Reproduce only the part of the listing below that starts with the line containing "Batch job #47 — class: woman." and runs through the end of the listing, substituting "robe" for every "bathrobe" and leaving everything else the same.

※

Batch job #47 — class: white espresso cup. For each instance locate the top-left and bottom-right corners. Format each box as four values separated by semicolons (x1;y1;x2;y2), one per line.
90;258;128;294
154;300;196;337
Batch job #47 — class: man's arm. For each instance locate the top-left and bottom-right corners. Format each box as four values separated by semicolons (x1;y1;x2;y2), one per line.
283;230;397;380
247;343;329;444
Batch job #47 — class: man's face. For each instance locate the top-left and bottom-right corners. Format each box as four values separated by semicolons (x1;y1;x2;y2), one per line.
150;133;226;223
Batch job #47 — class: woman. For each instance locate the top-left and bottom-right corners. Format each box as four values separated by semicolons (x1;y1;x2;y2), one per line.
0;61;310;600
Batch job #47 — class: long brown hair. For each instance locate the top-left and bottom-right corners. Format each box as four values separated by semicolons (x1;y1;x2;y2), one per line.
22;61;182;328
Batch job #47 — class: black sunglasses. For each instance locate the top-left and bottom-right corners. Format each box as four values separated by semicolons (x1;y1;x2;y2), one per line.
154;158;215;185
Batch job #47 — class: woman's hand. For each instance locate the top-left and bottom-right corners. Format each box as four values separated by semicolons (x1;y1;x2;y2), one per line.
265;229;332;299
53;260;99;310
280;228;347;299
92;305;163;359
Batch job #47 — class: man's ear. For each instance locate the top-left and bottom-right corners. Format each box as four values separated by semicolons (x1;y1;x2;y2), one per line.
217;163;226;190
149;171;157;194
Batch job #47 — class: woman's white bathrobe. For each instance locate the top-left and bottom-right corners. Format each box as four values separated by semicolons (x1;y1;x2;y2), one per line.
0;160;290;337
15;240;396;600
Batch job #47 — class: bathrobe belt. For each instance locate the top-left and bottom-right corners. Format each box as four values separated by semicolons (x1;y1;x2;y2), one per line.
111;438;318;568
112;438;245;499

※

# Solution for this task
Batch job #47 — class: woman. For each instance locate the top-left and bottom-right corners. Format each box as four values separated by semicolons (x1;y1;x2;y2), one per line.
0;61;310;600
Batch job #47 — class: long brown hair. For each instance locate the top-left and bottom-right corners. Format each box as four values separated by semicolons (x1;y1;x2;y2), one per line.
22;61;182;328
Batch job #47 — class: black sunglasses. For each instance locate the top-left and bottom-right corners. Format each box as four values separated by semicolons (x1;y1;x2;y2), one per line.
154;158;215;185
Batch job #47 — class: woman's hand. For each instance locate the top-left and bottom-right corners. Format each box as four values separated by semicolons (x1;y1;x2;y2), one per line.
265;229;332;299
53;260;99;310
280;228;347;299
92;305;163;359
Batch job #47 — class: man's ear. For each instance locate the top-left and bottom-right corners. Format each box as four values separated by semicolons (x1;y1;x2;y2), one per line.
217;163;226;190
149;171;157;194
Batch job #47 — class: woman's white robe. For each instance locate the top-left and bottom-right corners. Format each box as four values separated by semicolons (x1;y1;x2;y2), one per line.
0;160;290;337
15;240;396;600
Batch job #47 — class: robe belt. For each instance locate the top-left and bottom-right corners. Format each box as four values separated by semicolons (x1;y1;x2;y2), one per line.
111;438;318;568
112;438;245;499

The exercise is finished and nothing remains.